Below is some material. Reproduce it unchanged from the line containing "strip? Tag one per instance." up to and including its last line.

* _Material_:

========

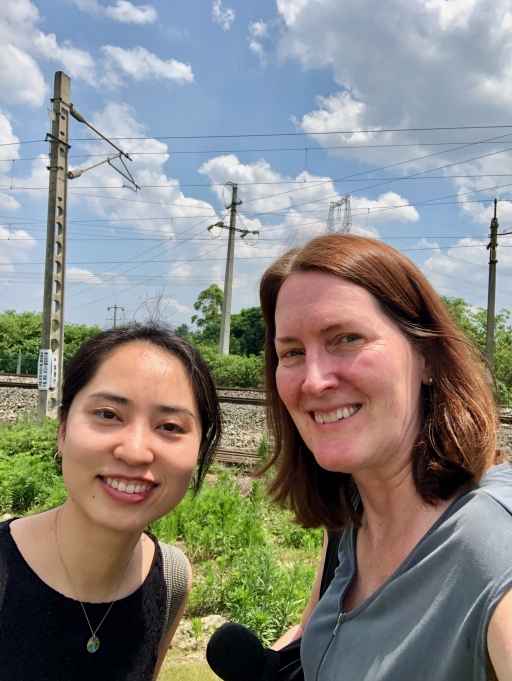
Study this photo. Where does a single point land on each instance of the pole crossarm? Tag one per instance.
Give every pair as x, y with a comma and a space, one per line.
52, 334
73, 174
243, 232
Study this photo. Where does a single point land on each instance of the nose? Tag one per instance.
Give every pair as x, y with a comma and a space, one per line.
319, 375
134, 447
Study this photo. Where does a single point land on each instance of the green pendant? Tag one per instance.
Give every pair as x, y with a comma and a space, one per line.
93, 644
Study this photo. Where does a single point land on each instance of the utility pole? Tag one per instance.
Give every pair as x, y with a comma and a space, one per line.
51, 356
225, 325
115, 308
52, 336
347, 215
492, 247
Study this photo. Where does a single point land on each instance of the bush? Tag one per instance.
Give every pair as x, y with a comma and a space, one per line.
216, 523
233, 371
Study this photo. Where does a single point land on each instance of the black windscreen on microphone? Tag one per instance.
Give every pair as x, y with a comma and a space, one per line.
235, 654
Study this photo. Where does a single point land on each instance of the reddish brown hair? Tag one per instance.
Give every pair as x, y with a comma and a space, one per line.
457, 438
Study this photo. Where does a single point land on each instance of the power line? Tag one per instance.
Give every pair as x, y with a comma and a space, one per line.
301, 134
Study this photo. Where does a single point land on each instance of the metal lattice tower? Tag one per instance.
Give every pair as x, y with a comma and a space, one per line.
335, 215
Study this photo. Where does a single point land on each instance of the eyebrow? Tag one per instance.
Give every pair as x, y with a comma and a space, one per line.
326, 329
165, 409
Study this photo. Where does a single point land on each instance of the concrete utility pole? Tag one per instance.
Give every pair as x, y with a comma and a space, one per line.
52, 336
492, 247
115, 308
225, 325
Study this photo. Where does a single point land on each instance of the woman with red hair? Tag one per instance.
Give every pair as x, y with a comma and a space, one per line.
384, 427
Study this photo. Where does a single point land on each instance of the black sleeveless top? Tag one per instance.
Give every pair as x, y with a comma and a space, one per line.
43, 634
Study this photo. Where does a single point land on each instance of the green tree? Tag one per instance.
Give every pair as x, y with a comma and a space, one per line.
247, 332
474, 324
21, 332
209, 304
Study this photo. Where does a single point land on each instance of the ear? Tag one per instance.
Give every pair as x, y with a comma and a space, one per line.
61, 434
427, 377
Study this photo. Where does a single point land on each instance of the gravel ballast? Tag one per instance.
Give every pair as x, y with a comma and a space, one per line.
244, 424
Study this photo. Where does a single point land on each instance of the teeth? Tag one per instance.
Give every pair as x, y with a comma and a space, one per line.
334, 416
129, 488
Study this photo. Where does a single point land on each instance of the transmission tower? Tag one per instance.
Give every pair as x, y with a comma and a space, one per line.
335, 215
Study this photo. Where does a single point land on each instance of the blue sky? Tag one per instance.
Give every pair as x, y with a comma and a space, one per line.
284, 76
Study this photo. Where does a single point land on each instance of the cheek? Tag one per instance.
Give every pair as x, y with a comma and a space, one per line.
288, 385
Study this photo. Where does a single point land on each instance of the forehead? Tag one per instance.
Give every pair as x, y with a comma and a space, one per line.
142, 366
321, 299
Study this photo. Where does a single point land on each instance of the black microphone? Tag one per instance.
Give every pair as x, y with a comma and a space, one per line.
236, 654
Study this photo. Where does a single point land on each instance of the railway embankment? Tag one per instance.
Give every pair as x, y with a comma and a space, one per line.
244, 423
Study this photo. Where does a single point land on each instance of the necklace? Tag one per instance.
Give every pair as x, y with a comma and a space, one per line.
94, 642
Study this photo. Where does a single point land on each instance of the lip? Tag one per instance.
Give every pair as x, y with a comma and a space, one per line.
335, 423
134, 498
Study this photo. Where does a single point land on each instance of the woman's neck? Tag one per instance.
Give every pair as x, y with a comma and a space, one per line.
394, 512
101, 564
97, 559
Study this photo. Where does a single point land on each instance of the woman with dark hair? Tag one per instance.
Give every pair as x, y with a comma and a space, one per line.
85, 592
385, 427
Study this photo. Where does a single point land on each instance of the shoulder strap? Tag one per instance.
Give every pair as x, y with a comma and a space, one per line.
175, 569
331, 559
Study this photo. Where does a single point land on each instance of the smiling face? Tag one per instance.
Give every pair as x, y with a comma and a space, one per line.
131, 439
349, 378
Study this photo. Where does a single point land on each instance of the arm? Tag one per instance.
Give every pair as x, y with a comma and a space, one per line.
499, 638
164, 646
297, 631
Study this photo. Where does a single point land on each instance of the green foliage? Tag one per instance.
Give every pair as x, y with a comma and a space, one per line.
234, 542
209, 304
233, 522
21, 332
474, 324
233, 371
197, 629
29, 479
247, 332
26, 436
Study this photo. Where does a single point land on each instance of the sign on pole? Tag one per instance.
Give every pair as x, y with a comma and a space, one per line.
55, 371
44, 370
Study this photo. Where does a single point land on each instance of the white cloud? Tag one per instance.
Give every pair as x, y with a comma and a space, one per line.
127, 13
123, 11
259, 29
21, 79
78, 63
142, 64
257, 49
224, 16
452, 58
14, 245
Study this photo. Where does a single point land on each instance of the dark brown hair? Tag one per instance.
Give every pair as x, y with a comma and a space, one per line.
87, 361
457, 437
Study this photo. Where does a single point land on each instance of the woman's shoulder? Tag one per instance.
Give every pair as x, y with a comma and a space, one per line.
481, 519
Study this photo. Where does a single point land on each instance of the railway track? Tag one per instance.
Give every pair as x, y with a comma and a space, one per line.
251, 396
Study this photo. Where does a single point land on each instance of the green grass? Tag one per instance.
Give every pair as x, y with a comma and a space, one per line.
251, 563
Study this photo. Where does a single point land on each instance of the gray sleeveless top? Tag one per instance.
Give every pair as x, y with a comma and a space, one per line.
428, 621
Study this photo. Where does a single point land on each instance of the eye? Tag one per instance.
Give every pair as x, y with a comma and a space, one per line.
107, 414
349, 338
172, 428
292, 353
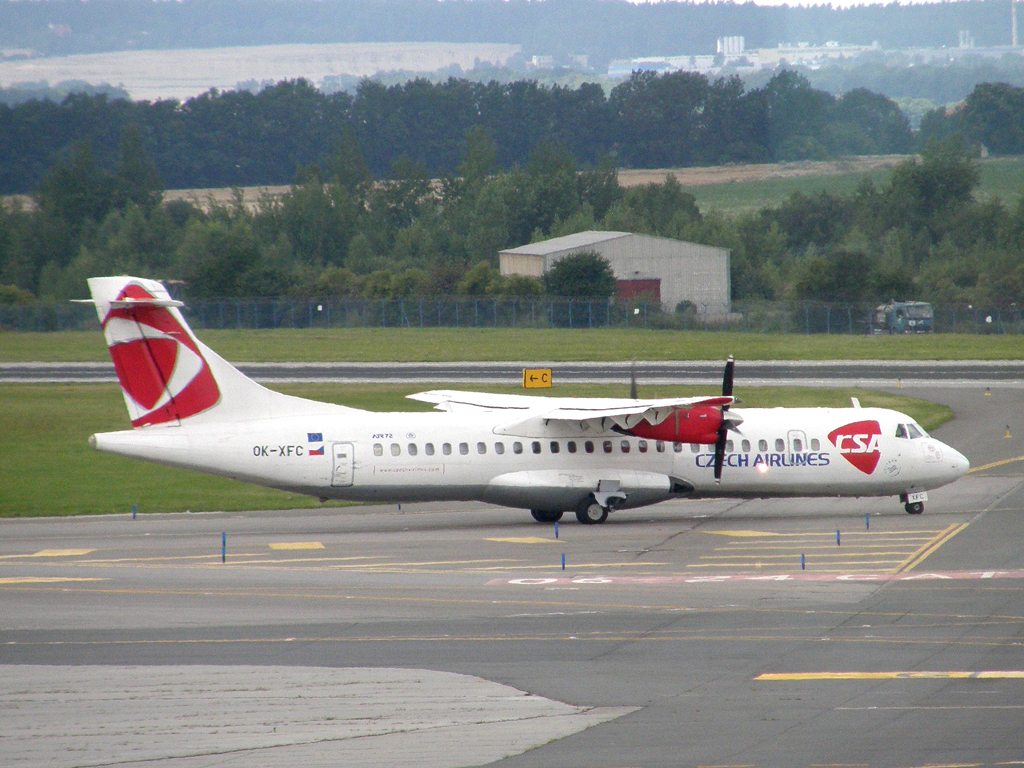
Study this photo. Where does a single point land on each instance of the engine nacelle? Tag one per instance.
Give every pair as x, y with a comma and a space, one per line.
697, 425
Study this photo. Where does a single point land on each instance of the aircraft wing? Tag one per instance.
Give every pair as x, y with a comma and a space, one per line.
591, 412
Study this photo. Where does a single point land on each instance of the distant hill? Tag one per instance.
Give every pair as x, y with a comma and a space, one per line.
602, 30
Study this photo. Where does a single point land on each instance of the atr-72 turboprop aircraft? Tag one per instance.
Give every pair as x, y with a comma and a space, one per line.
192, 409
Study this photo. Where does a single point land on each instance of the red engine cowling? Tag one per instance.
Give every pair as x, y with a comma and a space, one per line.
698, 425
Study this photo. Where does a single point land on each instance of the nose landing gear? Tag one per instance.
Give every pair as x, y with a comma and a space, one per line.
913, 503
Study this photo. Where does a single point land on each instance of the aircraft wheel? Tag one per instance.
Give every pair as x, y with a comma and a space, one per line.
592, 514
543, 515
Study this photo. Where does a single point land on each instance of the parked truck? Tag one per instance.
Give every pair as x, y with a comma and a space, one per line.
903, 317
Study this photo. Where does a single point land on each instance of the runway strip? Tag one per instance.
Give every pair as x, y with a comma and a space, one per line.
185, 716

========

* _Output for this exercise_:
Study this photo. Where does a single point land on each instance of the runway strip? Tag one per instance.
Give every pair as x, y with a comma and a space, one per line.
185, 716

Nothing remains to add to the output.